===== EXERCISE DATA

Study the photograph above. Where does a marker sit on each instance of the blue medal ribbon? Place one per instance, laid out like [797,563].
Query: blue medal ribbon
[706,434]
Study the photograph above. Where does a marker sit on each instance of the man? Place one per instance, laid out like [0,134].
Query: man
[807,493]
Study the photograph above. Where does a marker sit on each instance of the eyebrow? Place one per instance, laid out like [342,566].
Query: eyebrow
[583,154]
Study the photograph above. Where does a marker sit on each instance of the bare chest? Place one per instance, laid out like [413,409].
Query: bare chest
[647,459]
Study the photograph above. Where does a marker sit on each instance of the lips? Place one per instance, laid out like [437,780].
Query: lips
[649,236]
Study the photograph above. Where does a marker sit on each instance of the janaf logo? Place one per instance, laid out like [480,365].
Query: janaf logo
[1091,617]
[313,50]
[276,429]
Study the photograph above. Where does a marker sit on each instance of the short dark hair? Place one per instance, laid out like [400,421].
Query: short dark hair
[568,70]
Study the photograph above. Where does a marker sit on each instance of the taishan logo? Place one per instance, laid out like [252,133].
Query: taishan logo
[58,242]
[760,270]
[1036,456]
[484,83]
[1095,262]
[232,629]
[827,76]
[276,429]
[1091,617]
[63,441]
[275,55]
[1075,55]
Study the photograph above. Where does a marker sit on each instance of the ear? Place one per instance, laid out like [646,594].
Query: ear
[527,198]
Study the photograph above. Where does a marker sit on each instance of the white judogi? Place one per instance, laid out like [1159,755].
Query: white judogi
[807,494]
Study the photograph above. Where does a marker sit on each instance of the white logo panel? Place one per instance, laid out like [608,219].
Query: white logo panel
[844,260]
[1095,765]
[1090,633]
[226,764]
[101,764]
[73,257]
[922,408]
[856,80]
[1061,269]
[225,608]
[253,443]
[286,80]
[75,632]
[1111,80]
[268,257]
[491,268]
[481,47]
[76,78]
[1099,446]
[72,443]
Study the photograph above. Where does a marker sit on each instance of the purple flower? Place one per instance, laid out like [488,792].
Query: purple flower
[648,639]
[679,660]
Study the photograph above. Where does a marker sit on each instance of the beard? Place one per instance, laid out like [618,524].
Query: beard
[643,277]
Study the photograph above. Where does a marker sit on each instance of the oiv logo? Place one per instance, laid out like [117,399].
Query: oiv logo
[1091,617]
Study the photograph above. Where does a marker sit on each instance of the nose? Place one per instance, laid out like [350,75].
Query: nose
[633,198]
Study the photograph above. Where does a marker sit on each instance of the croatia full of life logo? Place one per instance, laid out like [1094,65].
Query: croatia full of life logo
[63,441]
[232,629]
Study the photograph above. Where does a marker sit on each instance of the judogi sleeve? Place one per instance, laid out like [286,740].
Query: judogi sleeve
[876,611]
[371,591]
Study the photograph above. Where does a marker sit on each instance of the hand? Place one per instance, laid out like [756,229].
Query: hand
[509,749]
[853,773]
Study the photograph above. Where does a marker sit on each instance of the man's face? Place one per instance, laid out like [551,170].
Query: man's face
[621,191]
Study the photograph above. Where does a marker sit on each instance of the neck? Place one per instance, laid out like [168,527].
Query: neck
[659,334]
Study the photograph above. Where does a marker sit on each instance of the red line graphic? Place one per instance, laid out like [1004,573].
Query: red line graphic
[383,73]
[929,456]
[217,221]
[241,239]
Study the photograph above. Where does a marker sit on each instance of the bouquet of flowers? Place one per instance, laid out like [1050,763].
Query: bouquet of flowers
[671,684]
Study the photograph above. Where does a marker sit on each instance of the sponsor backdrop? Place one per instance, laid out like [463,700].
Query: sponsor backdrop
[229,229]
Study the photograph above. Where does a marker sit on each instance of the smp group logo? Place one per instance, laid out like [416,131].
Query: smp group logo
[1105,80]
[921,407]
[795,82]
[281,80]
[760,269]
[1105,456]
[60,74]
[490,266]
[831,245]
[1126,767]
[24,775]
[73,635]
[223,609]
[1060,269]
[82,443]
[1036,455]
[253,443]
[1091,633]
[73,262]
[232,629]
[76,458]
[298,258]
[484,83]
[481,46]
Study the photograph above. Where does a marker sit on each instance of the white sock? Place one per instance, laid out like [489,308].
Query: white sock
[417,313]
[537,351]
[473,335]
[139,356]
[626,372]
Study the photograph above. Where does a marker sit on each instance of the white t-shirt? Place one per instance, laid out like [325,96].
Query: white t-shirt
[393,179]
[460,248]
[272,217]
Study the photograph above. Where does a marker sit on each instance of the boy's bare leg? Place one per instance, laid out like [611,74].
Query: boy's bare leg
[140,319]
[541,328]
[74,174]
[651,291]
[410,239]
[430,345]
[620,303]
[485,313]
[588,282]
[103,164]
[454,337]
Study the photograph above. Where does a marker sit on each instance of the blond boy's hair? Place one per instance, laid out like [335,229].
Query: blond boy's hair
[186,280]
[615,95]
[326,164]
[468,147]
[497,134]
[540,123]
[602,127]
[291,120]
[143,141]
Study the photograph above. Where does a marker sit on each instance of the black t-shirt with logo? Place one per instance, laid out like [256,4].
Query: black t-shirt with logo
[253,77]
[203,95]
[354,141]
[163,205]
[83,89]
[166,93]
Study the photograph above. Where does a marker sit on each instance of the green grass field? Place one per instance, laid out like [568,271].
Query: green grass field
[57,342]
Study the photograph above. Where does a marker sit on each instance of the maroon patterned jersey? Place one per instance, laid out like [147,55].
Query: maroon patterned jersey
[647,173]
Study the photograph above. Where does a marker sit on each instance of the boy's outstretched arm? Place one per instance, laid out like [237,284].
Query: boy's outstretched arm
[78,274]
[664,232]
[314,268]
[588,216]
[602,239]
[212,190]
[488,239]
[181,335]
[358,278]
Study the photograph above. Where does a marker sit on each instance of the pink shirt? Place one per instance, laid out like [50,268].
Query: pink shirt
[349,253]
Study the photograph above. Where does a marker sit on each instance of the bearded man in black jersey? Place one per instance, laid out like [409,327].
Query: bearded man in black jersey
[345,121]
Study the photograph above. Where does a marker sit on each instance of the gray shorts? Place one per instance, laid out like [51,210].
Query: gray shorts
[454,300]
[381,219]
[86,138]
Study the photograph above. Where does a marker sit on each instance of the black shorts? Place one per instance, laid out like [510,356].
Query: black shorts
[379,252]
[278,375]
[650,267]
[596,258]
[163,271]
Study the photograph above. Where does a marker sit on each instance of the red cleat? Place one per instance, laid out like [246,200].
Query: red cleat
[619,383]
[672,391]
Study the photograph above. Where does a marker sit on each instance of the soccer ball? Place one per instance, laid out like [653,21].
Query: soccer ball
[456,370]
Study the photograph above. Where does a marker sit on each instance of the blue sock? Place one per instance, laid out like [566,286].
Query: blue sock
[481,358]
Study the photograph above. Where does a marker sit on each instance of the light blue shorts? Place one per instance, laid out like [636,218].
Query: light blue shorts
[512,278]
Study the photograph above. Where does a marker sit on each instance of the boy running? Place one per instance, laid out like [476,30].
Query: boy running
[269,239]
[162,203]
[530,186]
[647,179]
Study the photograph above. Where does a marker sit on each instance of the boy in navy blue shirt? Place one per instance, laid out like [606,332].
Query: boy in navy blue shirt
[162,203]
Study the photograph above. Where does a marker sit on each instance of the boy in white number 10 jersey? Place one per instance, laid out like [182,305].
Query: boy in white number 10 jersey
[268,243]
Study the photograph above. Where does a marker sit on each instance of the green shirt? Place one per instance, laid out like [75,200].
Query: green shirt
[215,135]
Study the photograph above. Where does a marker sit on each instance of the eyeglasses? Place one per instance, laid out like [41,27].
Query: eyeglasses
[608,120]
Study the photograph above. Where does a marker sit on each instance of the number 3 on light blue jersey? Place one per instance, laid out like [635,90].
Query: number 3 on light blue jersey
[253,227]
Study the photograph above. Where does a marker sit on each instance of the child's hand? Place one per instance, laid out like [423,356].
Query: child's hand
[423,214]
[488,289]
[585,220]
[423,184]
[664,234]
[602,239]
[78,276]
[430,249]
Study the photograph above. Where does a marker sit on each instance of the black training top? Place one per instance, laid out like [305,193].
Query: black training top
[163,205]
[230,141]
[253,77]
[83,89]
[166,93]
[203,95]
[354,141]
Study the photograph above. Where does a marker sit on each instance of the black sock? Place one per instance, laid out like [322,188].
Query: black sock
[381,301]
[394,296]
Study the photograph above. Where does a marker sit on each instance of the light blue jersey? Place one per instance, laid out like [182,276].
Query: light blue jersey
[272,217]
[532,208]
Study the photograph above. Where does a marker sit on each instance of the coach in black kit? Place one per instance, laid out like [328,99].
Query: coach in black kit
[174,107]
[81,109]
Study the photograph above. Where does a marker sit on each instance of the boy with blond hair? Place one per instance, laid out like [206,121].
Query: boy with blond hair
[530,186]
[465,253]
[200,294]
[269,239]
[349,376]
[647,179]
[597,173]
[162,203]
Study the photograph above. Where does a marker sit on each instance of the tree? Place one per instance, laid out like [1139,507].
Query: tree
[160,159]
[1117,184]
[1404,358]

==========

Reproduce only the lines between the line containing "out like [322,188]." and the last line of the records, those two lines included, exactly.

Study the photograph above. Where does a marker sit on each instance of the black sock? Place one per instance, laid out like [322,188].
Query: black sock
[381,301]
[394,296]
Study the photograph above. Where does a marker sit on each instance of the light blue jersey? Place one per instance, laid out like [182,276].
Query: light blue jersey
[272,217]
[532,208]
Study the photograph above. Where does a marker sit on each instance of the coach in black kit? Place one per instance, laid out like [328,99].
Query: coach in black kit
[174,107]
[81,109]
Study the photograph above. Where does a marker sit on each instance of the boy with blond hair? Place one per instance, laid out like [206,121].
Query: boy with blond hair
[530,186]
[465,253]
[200,294]
[269,239]
[349,376]
[647,179]
[597,173]
[162,203]
Study the photograph above. Where does a marker sit on each instance of the tree? Place one per instance, laid out like [1139,507].
Query: tree
[160,159]
[1117,184]
[1404,358]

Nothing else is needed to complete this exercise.